■ **What you need to do**:
**1)** In the beer style description below, which breweries traditionally do not use spices in their beer?
**2)** Transcribe the part of the beer style description below starting with "Mouthfeel: A wide" and going on through "some warming effects.".
**3)** Decide whether each statement agrees with the beer style description below, and back each answer with the deciding words quoted from it. (a) These beers must be very strong to show any warming effects. (b) Carbonation is typically moderately low to moderately high. (c) Spiced versions are an English or German tradition.

■ **Passage to read**:
= = = = =
Mouthfeel: A wide range of interpretations is possible. Body is generally medium to full, and a certain malty chewiness is often present. Moderately low to moderately high carbonation is typical. Many examples will show some well-aged, warming alcohol content, but without being overly hot. The beers do not have to be overly strong to show some warming effects.
Overall Impression: A stronger, darker, spiced beer that often has a rich body and warming finish suggesting a good accompaniment for the cold winter season.
History: Throughout history, beer of a somewhat higher alcohol content and richness has been enjoyed during the winter holidays, when old friends get together to enjoy the season. Many breweries produce unique seasonal offerings that may be darker, stronger, spiced, or otherwise more characterful than their normal beers. Spiced versions are an American or Belgian tradition, since English or German breweries traditionally do not use spices in their beer.
= = = = =
■ **Available data**:

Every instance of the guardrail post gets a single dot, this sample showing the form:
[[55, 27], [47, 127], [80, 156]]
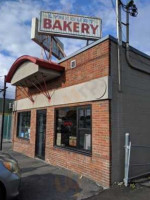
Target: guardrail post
[[127, 158]]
= = = = =
■ **Results in order**:
**1)** English or German breweries.

**2)**
Mouthfeel: A wide range of interpretations is possible. Body is generally medium to full, and a certain malty chewiness is often present. Moderately low to moderately high carbonation is typical. Many examples will show some well-aged, warming alcohol content, but without being overly hot. The beers do not have to be overly strong to show some warming effects.

**3)**
(a) No: "The beers do not have to be overly strong to show some warming effects."
(b) Yes: "Moderately low to moderately high carbonation is typical."
(c) No: "Spiced versions are an American or Belgian tradition"